Given instruction
Print the lines of the items below word for word, starting at the line that contains "Tag verification: golden" and ending at the line that contains "[0, 496, 870, 580]", both lines included. Print nothing else.

— Start of Material for the task —

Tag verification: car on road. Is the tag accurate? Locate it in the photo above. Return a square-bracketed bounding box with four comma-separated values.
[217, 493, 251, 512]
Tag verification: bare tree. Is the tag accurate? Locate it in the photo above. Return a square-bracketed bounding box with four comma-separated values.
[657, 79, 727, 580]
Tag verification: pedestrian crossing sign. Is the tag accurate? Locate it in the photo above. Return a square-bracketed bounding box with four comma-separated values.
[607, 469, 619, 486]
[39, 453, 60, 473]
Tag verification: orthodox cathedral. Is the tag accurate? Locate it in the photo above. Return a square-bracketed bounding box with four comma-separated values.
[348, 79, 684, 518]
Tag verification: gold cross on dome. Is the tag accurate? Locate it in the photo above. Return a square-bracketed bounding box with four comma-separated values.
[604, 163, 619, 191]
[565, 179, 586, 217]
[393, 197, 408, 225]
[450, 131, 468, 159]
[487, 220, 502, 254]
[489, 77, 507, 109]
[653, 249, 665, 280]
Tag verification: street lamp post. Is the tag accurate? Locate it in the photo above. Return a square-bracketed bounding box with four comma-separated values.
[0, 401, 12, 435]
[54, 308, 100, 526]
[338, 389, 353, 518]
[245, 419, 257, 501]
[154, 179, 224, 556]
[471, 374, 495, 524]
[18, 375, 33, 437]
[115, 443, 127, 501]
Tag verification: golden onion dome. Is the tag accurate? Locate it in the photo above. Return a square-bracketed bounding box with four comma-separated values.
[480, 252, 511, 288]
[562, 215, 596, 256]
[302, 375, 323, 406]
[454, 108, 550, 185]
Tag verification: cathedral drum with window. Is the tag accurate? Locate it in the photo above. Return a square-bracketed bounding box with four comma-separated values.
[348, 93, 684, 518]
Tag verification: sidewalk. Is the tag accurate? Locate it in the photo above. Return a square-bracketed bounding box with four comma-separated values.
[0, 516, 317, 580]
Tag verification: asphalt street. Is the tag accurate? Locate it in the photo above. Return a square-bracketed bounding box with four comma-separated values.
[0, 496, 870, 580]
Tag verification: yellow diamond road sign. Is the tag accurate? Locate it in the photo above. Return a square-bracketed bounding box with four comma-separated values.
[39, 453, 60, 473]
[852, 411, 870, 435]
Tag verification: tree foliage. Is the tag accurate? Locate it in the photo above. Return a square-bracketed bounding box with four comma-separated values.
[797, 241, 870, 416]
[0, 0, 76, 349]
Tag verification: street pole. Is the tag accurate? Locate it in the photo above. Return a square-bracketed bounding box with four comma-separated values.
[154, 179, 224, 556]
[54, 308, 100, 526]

— End of Material for the task —

Finished answer
Tag verification: golden onion dome. Is the tag accurate? Locate it in the photo above. Return a square-bracketed bounding box with four comma-separated values.
[480, 252, 511, 288]
[562, 215, 596, 256]
[302, 375, 323, 406]
[454, 108, 550, 185]
Tag verification: cathedral drum with window. Is the tag accurate? Locate it in the photo above. Return a square-bracketed bounding box with four comma-separated values.
[348, 93, 684, 518]
Tag verification: sidewalk. Is the tag accurate? Locate it in the photo above. Return a square-bracketed bounding box with four comma-separated values.
[0, 516, 317, 580]
Tag verification: asphalt street. Is the tag accurate? Locate it in the photo above. Return a square-bracketed bounding box with four comma-separated values.
[0, 496, 870, 580]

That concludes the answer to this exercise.